* Document text

----

Scott Tracy wrote:
On Feb 1, 2007, at 11:24 PM, Stephen Lau wrote:
On Thu, Feb 01, 2007 at 11:06:34PM -0700, Scott Tracy wrote:
1) I voiced earlier that I was disappointed at previous projects
that
didn't have source available either, and that I was going to be a
jerk
about it from now on.
I don't want that to be a gating factor to get community involvement
and create a beachhead for a project. In fact I can see where the
start of a project is a design doc and both folks in and outside Sun
do joint development to get a project started/completed.
Yup, I'd like to see that too.
But that's not what Honeycomb is offering. Honeycomb is offering at
best: involvement with the SDK - which is not the same as open sourcing
Honeycomb.
No. They are offering to lead with information and the SDK. The code
is also coming.
So why is it a bit deal to start in the applicance/storage community
with discussion and info on the SDK and ask for a project to be created
when there is source to deliver ?
Maybe the problem is simply one of names for the OpenSolaris site
infrastructure a project has one a very specific distinction from a
community - a project has one or more source repositories. If you have
not source code you don't need a project.

----

* Record excerpts

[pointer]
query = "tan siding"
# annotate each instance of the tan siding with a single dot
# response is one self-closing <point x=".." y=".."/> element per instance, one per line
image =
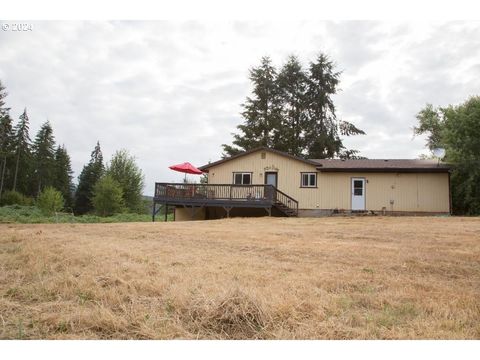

----

* What you have to do
Please explain, in one to three sentences, why the mailing-list exchange about Honeycomb says that a group without source code does not need a project.

* Response to the exercise
In the OpenSolaris site infrastructure, a project has one specific distinction from a community: it has one or more source repositories. A group with no source code therefore has no need for a project.